▶ Exercise objective:
For each line below, return an exact copy.

Referring expression pointing data
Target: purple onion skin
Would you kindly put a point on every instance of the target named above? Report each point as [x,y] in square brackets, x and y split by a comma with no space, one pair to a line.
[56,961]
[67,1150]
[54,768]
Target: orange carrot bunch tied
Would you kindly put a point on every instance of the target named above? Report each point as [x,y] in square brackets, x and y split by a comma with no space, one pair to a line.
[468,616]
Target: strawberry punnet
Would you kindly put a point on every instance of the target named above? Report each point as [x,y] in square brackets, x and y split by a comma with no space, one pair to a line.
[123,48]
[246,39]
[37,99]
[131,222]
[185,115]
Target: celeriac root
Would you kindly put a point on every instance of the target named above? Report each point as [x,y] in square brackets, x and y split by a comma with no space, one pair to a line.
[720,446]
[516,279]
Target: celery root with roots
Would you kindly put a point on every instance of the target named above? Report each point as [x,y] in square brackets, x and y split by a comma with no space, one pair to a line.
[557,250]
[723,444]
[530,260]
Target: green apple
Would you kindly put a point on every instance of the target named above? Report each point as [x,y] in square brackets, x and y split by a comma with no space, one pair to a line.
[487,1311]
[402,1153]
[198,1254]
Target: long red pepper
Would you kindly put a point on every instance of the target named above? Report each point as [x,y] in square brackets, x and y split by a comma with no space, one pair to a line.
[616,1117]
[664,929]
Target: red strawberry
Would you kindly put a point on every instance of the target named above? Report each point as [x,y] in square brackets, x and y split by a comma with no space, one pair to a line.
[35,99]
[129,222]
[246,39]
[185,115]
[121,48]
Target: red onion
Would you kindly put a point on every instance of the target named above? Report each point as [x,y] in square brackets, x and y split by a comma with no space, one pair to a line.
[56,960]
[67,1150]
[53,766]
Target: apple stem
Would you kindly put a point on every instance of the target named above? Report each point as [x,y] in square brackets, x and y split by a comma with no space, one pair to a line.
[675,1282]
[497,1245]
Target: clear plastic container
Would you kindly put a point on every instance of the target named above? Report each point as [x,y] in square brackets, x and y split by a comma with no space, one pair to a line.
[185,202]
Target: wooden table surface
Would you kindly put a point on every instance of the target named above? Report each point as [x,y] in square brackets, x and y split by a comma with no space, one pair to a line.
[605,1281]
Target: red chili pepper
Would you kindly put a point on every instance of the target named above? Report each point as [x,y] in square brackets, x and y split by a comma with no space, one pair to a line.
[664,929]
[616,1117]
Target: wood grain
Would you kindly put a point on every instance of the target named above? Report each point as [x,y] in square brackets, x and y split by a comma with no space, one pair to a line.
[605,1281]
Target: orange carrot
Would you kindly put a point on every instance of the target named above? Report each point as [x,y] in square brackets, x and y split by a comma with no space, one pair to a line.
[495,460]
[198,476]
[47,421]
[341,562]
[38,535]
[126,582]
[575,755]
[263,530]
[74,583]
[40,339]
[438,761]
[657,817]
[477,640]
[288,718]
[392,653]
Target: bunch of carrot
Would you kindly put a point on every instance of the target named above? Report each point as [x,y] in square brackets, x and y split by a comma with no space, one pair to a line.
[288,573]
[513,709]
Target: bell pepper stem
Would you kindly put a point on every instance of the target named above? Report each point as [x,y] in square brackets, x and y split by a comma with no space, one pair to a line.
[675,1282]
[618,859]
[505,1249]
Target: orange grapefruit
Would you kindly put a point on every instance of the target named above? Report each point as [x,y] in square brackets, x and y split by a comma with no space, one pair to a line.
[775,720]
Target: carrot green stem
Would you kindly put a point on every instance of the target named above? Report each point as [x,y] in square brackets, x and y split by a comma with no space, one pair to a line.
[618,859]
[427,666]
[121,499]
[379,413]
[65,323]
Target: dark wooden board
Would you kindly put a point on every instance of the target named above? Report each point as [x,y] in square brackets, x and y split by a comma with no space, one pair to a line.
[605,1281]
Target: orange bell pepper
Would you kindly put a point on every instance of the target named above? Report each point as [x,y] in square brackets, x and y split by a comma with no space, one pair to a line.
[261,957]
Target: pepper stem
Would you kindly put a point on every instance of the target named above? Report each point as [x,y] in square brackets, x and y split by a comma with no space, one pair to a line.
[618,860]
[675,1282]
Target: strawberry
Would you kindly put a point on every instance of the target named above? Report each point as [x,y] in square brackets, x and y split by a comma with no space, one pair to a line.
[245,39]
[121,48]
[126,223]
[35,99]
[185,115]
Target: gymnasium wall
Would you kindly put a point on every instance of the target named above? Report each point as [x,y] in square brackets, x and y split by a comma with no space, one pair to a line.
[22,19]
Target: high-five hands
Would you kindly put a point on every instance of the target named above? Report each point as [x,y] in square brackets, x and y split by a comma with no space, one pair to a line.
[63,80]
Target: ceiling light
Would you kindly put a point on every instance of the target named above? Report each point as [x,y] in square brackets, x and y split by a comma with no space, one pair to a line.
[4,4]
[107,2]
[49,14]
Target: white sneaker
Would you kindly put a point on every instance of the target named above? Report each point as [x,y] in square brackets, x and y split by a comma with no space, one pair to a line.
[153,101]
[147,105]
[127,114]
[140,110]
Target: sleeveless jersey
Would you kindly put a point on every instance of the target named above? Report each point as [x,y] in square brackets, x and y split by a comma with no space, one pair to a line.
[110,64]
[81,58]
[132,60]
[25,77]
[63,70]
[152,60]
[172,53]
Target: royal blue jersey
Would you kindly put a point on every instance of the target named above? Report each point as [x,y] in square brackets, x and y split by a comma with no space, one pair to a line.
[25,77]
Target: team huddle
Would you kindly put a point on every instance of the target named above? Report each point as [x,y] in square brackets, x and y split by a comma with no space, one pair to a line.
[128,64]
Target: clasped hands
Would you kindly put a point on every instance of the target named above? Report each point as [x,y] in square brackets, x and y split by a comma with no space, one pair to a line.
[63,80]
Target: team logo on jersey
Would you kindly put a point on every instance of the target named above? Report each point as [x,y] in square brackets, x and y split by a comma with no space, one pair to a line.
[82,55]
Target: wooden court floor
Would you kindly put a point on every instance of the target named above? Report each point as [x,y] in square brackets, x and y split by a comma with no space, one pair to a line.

▶ Completed task:
Target: purple onion skin
Would you kindly put a point on every instance of the target named above? Report each point as [x,y] in square brackets, x and y split by a comma with no space, one pair to a line.
[56,961]
[67,1150]
[54,768]
Target: orange carrot bunch tied
Would you kindly put a point on every instance of the target named above? Report each point as [x,y] in square brackets, x and y split by a comma with no space, one pair to a line.
[468,616]
Target: strawberry punnet
Would you kindly put a point on every instance of the target named above? Report each point as [x,y] in square brackets, x and y split by a comma with no space, one pair to a line.
[123,48]
[246,39]
[37,99]
[131,222]
[185,115]
Target: celeriac root
Would you kindly put a point on every instance of the target named above? Report each point as [x,y] in square brackets, x and y split by a comma with no space, one pair to a line.
[720,446]
[516,279]
Target: celery root with roots
Would you kindly put a point on every instance of the target named above? Report each point as [x,y] in square brackets, x and y split by a comma with no space, one pair to a line.
[557,250]
[723,444]
[530,260]
Target: green apple
Would you kindly put a point on every instance of the target named above? Report each point as [x,y] in square brackets, x and y split by a comma with no space, one pair to a line.
[487,1311]
[402,1153]
[198,1254]
Target: long red pepper
Would you kindly put a point on every instance of the target named above? Report each point as [x,y] in square brackets, x and y split by a comma with no space, one pair to a line.
[616,1117]
[664,929]
Target: red strawberry
Would you kindly put a point on every instance of the target named above? Report each point as [x,y] in square brackets, x and y split by a comma with no space, one pair to a line.
[35,99]
[129,222]
[246,39]
[185,115]
[121,48]
Target: red onion
Would you kindly put a point on every instance of the target named above? Report each point as [x,y] in square brackets, x and y split by a comma with no space, one pair to a line.
[56,960]
[67,1150]
[53,766]
Target: apple stem
Would you kindly put a point on every instance of the target named above? Report each point as [x,y] in square brackets, x and y split by a comma with no space, one pair to a line.
[675,1282]
[497,1245]
Target: clear plastic container
Would you kindly put a point on every instance of the target named above? Report each point as [x,y] in square brackets, x and y split by a comma with no space, one pair to a line.
[185,202]
Target: wooden table surface
Would you kindly put a point on every instance of the target named above? Report each point as [x,y] in square brackets, x and y split by a comma with no space, one pair to a line.
[605,1281]
Target: red chili pepper
Would you kindly put a point on every instance of the target named above? Report each point as [x,y] in square brackets, x and y split by a comma with no space, one pair to a line.
[664,929]
[616,1117]
Target: wood grain
Would you kindly put a point on every instance of the target named above? Report each point as [x,y] in square brackets, x and y split by a comma with no space, one pair to a line.
[605,1281]
Target: orange carrot
Would you kindly put a point on every instance of the target named above? Report each point as [x,y] in square brackets, x and y split by a comma with no space, one pair to a line.
[495,460]
[198,476]
[47,421]
[341,562]
[38,535]
[126,582]
[575,755]
[263,530]
[74,583]
[40,339]
[438,761]
[657,817]
[477,640]
[288,718]
[392,653]
Target: bunch of carrot
Would you kindly put a point on every instance of the target named above? Report each point as [x,y] in square brackets, x and y split by a comma with no space, one pair to a line.
[288,573]
[513,709]
Target: bell pepper stem
Would you kindly put a point on every instance of the target named above? Report each point as [x,y] in square brackets, x and y split by a comma with no space, one pair to a line.
[675,1282]
[618,859]
[505,1249]
Target: orange grapefruit
Would you kindly put a point on every instance of the target named above? Report each point as [x,y] in square brackets, x and y split by a comma with no space, one pair to a line.
[775,720]
Target: carrot green stem
Would you kindly put a point on every instance of the target named above? Report each point as [x,y] in square brackets, x and y split by a comma with no space, one pair to a line.
[618,859]
[427,666]
[121,499]
[379,413]
[65,323]
Target: dark wooden board
Would you kindly put a point on every instance of the target named above? Report each point as [x,y] in square brackets, x and y split by a comma with no space, one pair to a line.
[605,1281]
Target: orange bell pepper
Would you kindly put a point on every instance of the target named above? Report each point as [x,y] in square brackets, x and y split by a comma with no space, one pair to a line.
[261,957]
Target: pepper stem
Would you kindly put a point on every instance of the target named above? Report each point as [x,y] in square brackets, x and y split by a comma with no space, one pair to a line.
[618,860]
[675,1282]
Target: strawberry
Would you kindly put a point on every instance of the target named above? Report each point as [x,y] in square brackets, x and y split by a comma with no space, one pair to a line.
[245,39]
[121,48]
[126,223]
[35,99]
[185,115]
Target: gymnasium wall
Would you kindly put a point on every instance of the target named above? Report each point as [x,y] in square brackets, x and y split by a comma with no space, one pair to a line.
[22,19]
Target: high-five hands
Would you kindly put a point on every instance of the target named above? Report each point as [x,y] in square brackets, x and y split by a comma with no space, one pair to a line.
[63,80]
Target: ceiling light
Would you kindly put a point on every instance of the target named above? Report each point as [x,y] in square brackets, x and y split by a comma with no space, one pair to a line.
[4,4]
[107,2]
[49,14]
Target: white sneaker
Would you kindly put a point on every instance of the target named above? Report each point as [x,y] in square brackets, x and y split by a comma with no space, one pair to a line.
[153,101]
[147,105]
[127,114]
[140,110]
Target: sleeveless jersey
Would you kindly put a point on every instance of the target named above? Report each point as [x,y] in square brackets, x and y split by a comma with no space, one pair to a line.
[110,64]
[81,58]
[132,60]
[25,77]
[63,70]
[152,60]
[172,53]
Target: royal blue jersey
Would you kindly put a point on every instance of the target named above? Report each point as [x,y] in square brackets, x and y split by a comma with no space, one pair to a line.
[25,77]
Target: team huddle
Would you kindly put a point on every instance of the target named above? Report each point as [x,y] in square brackets, x and y split by a comma with no space, one pair to a line.
[128,64]
Target: clasped hands
Would you kindly put a point on every instance of the target named above? Report each point as [x,y] in square brackets, x and y split by a comma with no space, one pair to a line.
[63,80]
Target: team logo on jersey
Would you kindly put a point on every instance of the target named above? Report each point as [x,y] in square brackets, x and y split by a comma with no space, one pair to a line.
[82,55]
Target: wooden court floor
Would you kindly put a point on every instance of the target named above? Report each point as [x,y] in square brackets, x and y split by a comma with no space, one pair to a line.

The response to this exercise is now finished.